▸ Problem to solve:
Copy out each line of the data that includes the string "below".

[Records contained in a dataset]
»»

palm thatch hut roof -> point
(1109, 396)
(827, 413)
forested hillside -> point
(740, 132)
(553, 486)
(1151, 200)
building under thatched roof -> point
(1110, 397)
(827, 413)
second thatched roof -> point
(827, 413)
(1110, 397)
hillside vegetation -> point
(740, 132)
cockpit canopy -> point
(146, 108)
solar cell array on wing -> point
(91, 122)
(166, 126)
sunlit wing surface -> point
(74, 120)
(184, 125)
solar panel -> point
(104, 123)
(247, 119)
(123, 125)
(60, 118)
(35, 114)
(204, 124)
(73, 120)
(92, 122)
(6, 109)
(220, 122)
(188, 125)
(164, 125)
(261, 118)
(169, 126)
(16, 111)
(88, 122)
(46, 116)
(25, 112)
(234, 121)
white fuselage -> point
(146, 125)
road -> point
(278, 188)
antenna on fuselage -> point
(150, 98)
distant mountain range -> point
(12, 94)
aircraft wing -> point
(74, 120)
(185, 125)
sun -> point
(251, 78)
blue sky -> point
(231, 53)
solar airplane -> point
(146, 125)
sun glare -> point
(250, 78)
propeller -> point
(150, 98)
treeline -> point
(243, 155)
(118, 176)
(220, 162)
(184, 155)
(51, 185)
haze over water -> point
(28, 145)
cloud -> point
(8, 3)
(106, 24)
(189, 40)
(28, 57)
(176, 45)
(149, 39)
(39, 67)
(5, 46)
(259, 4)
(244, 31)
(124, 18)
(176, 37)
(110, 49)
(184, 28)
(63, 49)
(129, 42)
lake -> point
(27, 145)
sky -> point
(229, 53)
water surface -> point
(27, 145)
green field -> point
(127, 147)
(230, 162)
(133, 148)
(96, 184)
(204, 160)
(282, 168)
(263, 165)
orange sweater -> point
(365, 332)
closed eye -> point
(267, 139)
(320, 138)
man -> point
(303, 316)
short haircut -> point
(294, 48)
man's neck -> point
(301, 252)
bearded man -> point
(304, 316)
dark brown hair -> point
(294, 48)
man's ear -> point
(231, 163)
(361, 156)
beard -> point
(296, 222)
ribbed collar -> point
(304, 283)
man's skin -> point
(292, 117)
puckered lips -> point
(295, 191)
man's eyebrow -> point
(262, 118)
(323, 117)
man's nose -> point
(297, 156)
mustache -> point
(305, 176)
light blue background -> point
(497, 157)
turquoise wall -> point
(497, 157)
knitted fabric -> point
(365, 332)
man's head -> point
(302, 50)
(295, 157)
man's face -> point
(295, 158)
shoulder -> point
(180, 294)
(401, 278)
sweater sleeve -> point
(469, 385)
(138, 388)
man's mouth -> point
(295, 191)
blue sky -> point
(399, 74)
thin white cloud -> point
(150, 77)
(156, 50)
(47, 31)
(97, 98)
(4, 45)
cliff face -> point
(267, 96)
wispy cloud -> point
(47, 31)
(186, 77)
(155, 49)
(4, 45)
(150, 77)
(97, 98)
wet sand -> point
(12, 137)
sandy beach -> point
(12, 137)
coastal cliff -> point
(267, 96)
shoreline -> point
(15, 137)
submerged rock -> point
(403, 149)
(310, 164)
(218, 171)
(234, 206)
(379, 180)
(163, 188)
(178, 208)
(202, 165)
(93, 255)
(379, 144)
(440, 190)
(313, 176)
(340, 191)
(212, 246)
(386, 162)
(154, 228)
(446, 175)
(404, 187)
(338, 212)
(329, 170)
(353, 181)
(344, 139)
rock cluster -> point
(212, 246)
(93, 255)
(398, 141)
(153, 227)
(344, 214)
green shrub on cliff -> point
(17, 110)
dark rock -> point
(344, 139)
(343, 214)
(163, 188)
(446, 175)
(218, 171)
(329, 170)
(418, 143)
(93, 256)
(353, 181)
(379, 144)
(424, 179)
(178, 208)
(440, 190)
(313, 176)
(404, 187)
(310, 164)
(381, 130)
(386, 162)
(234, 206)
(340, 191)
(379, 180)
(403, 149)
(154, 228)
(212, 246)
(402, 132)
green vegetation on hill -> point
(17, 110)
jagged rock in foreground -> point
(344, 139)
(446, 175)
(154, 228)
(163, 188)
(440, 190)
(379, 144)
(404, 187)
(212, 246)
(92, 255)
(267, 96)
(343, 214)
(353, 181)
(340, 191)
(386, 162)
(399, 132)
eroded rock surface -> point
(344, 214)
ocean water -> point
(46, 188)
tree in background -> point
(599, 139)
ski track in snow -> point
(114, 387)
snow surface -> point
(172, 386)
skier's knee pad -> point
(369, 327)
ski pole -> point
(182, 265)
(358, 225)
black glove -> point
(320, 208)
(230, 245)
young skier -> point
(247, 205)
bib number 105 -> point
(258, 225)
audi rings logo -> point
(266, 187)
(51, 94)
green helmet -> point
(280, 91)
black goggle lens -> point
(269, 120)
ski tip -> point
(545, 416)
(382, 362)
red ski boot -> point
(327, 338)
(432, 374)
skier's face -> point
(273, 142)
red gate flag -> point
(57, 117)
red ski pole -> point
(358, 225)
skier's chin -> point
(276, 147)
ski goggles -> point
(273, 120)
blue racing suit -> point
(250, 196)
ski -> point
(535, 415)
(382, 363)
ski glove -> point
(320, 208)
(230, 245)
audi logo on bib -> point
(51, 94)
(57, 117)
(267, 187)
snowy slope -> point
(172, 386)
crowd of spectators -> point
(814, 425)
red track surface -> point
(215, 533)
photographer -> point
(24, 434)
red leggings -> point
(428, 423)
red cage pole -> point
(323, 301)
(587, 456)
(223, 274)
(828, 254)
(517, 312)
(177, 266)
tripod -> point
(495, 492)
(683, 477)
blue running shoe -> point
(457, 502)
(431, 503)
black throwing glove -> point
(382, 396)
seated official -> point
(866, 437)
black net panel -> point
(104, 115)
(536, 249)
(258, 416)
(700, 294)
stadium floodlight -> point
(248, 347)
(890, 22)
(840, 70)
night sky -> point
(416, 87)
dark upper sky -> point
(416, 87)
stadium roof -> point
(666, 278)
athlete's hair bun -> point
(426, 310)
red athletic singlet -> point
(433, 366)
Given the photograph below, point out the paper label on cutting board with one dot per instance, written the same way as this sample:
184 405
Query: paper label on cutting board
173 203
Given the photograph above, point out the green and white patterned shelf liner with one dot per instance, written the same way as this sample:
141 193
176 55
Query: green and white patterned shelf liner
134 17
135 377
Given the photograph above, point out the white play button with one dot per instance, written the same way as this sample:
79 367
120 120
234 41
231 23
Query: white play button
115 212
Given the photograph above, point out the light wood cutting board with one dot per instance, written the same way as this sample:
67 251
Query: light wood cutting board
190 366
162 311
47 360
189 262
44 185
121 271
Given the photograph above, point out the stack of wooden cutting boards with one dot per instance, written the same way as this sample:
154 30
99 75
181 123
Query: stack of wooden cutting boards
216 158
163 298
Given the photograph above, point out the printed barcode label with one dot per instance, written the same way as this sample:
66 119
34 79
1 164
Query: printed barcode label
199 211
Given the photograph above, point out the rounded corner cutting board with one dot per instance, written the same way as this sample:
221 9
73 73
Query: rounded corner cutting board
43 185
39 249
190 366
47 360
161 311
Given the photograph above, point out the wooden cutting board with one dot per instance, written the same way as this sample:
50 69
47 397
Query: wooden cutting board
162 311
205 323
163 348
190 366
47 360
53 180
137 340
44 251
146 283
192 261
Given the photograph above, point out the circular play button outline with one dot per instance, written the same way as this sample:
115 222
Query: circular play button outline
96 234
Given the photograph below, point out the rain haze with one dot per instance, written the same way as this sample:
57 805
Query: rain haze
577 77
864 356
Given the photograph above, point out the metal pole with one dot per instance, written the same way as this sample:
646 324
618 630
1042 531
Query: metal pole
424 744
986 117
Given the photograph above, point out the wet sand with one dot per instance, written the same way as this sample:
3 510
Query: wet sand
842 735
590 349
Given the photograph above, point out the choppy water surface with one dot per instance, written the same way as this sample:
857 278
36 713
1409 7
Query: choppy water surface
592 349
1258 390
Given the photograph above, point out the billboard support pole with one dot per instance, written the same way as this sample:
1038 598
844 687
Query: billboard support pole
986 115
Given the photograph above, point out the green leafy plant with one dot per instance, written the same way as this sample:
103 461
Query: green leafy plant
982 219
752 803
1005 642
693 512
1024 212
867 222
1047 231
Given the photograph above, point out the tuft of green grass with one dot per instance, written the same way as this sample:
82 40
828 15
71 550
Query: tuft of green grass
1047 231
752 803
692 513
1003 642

««

▸ Response to this task:
Given the photograph below, point out the paper label on cutting board with one dot per instance, written the same way as this sample:
Given the photograph below, point out the rain haze with one dot per instance, written the same way as this sample:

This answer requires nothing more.